_What you have to do:_
Identify every line below that contains the string "helmet" and copy each one. Case counts.

--- start ---

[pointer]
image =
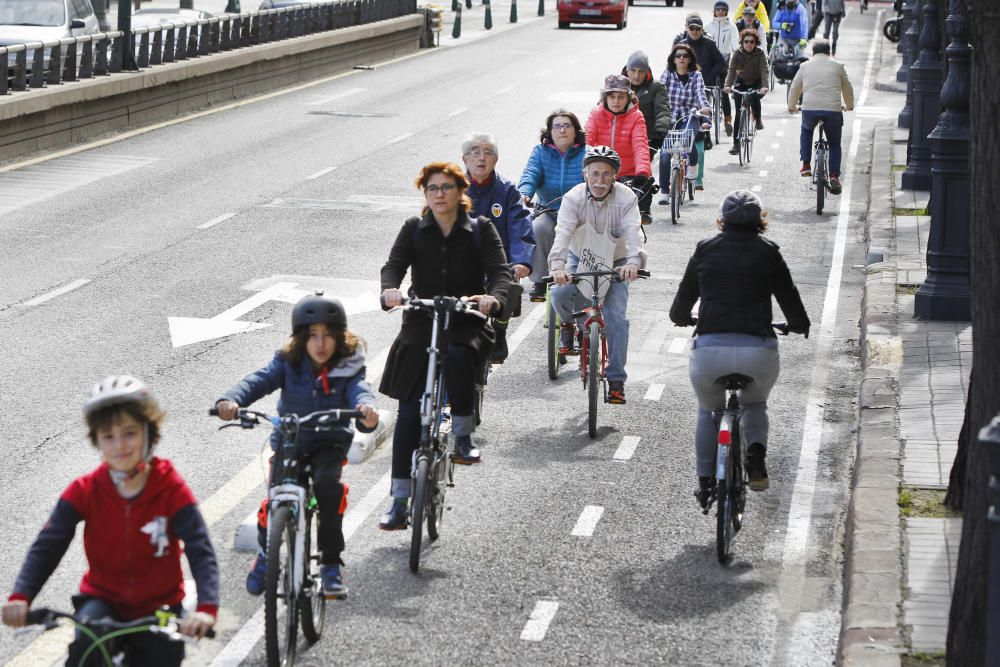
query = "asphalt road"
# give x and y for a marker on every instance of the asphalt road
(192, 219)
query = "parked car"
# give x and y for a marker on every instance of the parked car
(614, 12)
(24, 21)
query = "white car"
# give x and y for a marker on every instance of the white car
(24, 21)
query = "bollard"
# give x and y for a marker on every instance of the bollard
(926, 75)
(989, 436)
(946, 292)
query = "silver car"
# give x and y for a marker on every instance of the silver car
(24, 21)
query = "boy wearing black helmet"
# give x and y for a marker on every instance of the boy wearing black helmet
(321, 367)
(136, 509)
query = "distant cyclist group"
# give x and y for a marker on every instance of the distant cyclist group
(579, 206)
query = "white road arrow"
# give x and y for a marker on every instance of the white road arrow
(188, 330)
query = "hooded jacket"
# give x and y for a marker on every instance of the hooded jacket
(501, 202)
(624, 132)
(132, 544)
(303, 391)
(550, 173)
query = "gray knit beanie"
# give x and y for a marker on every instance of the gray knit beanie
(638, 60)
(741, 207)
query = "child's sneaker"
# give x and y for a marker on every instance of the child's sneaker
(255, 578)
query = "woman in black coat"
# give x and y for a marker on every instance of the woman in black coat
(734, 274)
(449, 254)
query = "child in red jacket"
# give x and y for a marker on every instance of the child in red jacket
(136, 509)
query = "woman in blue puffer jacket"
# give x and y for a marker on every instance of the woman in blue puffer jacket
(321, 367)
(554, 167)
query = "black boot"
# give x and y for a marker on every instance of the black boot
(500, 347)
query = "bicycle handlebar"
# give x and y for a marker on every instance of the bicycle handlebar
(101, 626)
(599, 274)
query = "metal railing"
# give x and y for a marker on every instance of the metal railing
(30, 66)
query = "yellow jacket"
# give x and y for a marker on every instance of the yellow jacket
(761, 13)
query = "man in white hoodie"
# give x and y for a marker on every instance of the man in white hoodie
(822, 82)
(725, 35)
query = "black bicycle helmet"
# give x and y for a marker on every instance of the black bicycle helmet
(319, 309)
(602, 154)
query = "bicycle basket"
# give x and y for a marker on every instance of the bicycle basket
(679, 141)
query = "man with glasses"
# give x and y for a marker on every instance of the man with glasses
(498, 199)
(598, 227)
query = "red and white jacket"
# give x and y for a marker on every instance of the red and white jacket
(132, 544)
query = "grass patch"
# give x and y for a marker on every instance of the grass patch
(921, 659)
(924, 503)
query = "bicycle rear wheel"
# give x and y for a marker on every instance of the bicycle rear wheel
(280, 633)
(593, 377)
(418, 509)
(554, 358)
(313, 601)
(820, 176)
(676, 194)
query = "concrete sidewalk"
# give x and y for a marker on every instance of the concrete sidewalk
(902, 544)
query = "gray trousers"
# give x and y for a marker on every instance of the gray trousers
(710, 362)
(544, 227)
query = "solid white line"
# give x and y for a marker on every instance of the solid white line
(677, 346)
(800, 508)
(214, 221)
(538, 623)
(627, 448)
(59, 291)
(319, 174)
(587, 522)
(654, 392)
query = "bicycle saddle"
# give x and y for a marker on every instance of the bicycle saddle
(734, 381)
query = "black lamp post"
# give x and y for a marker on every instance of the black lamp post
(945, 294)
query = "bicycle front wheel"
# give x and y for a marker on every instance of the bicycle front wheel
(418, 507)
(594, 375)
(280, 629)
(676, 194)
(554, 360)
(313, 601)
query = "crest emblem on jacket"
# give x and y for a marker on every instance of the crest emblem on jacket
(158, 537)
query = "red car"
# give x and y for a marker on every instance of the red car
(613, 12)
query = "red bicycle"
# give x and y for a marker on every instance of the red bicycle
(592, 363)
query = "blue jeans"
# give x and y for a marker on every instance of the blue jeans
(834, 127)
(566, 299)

--- end ---
--- start ---

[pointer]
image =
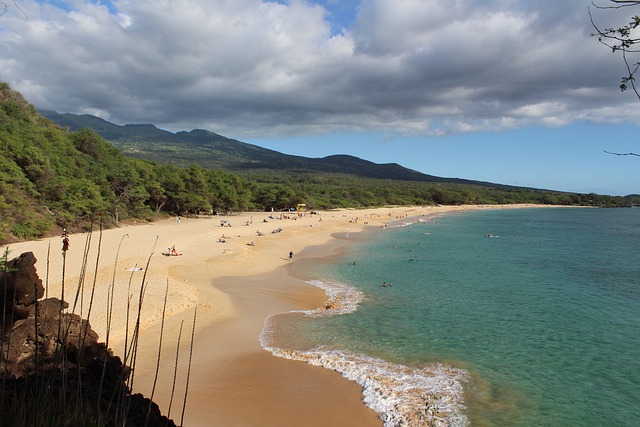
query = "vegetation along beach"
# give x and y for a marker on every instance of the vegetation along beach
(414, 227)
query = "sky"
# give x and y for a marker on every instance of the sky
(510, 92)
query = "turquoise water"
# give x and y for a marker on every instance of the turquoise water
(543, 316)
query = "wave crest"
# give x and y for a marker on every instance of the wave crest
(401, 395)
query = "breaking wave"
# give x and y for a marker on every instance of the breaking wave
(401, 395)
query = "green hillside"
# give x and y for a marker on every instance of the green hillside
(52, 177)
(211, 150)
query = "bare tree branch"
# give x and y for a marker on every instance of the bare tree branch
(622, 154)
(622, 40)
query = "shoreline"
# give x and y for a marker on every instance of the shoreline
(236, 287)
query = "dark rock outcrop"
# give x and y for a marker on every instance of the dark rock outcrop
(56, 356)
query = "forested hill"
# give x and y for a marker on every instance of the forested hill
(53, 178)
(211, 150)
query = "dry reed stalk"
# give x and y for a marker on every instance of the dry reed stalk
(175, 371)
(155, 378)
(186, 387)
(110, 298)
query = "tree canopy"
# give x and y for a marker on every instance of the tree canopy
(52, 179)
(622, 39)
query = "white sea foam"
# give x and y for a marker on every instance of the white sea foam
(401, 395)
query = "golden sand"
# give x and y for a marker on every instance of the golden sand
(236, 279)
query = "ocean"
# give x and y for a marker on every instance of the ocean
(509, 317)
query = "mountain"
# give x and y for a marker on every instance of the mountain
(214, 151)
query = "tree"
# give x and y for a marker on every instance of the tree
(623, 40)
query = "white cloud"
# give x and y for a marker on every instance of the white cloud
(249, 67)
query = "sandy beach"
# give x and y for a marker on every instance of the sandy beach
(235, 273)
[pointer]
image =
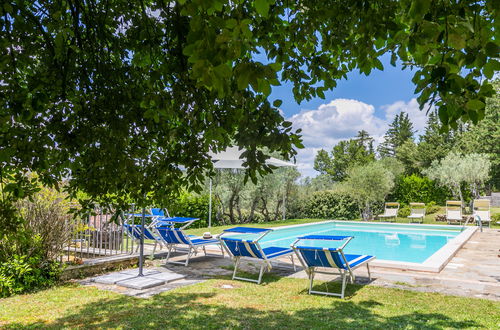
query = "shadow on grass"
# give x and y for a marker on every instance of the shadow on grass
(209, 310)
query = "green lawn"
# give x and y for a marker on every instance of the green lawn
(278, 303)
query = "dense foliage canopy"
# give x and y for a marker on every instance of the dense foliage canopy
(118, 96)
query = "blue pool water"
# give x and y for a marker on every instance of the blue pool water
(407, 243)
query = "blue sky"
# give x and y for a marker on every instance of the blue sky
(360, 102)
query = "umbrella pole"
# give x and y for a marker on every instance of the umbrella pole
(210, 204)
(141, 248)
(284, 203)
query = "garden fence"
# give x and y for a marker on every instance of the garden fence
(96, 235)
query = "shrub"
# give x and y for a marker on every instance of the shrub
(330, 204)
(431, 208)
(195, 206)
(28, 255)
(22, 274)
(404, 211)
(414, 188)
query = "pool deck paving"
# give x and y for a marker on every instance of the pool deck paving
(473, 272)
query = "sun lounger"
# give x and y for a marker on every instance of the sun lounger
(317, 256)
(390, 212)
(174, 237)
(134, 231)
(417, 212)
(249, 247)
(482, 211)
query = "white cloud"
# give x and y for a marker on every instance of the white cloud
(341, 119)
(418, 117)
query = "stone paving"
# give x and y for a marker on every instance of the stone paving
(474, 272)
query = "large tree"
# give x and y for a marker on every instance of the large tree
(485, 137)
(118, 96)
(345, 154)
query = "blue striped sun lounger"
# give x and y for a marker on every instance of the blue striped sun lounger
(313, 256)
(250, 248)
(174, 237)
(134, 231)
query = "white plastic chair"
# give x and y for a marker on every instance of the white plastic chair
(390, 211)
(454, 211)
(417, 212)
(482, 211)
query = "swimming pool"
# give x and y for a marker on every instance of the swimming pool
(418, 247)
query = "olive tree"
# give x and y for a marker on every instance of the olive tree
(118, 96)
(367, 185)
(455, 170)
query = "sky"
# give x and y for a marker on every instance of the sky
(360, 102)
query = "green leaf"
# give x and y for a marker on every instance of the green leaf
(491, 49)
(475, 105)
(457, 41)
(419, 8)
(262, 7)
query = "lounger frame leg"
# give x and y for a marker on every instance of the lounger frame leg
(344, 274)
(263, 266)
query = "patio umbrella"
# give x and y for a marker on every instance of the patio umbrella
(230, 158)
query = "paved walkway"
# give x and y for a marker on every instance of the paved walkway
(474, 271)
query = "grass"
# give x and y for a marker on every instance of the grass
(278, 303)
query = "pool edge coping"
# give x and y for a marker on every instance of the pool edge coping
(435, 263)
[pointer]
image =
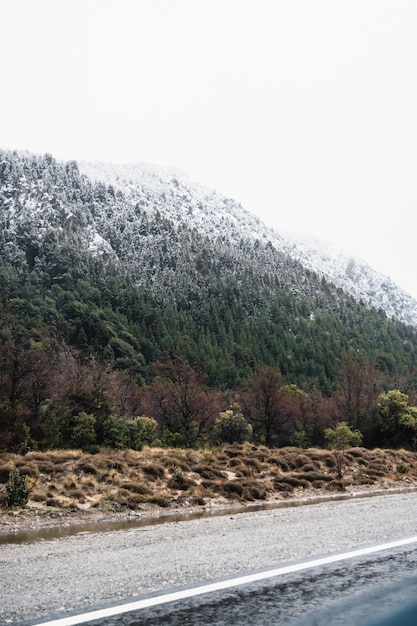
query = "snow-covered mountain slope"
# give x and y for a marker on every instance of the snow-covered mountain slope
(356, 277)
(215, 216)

--- end ---

_Exercise response:_
query = "boy wearing black helmet"
# give x and y for a marker on every instance of the boy wearing black helmet
query = "black bicycle helmet"
# give x and y for a marker on every instance of the black bicycle helmet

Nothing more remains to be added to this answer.